* Goal of the exercise
Reproduce every line of the material below verbatim, with no character or line break changed.

Start of Records supplied

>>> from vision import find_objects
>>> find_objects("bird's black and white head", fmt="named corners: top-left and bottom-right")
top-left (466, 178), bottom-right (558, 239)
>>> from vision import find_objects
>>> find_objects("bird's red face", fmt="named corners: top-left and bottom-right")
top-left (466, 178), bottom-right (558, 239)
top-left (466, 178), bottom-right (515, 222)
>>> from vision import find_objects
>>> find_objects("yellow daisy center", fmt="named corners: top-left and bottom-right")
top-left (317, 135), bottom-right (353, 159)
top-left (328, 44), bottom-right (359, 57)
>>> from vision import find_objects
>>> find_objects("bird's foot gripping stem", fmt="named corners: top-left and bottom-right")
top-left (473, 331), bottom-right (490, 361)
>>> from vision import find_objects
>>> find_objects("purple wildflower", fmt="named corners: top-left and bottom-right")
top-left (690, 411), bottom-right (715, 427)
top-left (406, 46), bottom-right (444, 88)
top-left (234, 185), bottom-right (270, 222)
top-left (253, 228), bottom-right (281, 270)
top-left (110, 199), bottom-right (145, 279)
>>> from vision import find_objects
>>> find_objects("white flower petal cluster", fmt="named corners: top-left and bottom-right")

End of Records supplied

* Finished answer
>>> from vision import find_objects
>>> find_objects("bird's black and white head", fmt="named corners: top-left and bottom-right")
top-left (466, 178), bottom-right (558, 239)
>>> from vision import find_objects
>>> find_objects("bird's red face", fmt="named corners: top-left and bottom-right")
top-left (466, 178), bottom-right (558, 239)
top-left (466, 178), bottom-right (515, 222)
>>> from vision import find_objects
>>> find_objects("yellow daisy center", fmt="named corners: top-left and bottom-right")
top-left (317, 135), bottom-right (353, 159)
top-left (328, 44), bottom-right (359, 57)
>>> from vision import find_objects
>>> find_objects("bird's foot gripping stem", fmt="named corners: top-left and bottom-right")
top-left (473, 331), bottom-right (490, 361)
>>> from vision import find_objects
>>> find_objects("purple wildflower", fmt="named corners: top-left and bottom-right")
top-left (690, 411), bottom-right (715, 427)
top-left (406, 46), bottom-right (444, 88)
top-left (234, 185), bottom-right (270, 222)
top-left (253, 228), bottom-right (281, 270)
top-left (110, 199), bottom-right (145, 279)
>>> from vision import find_objects
>>> find_objects("white flower petal cluster", fmt="named corners: top-left and bottom-right")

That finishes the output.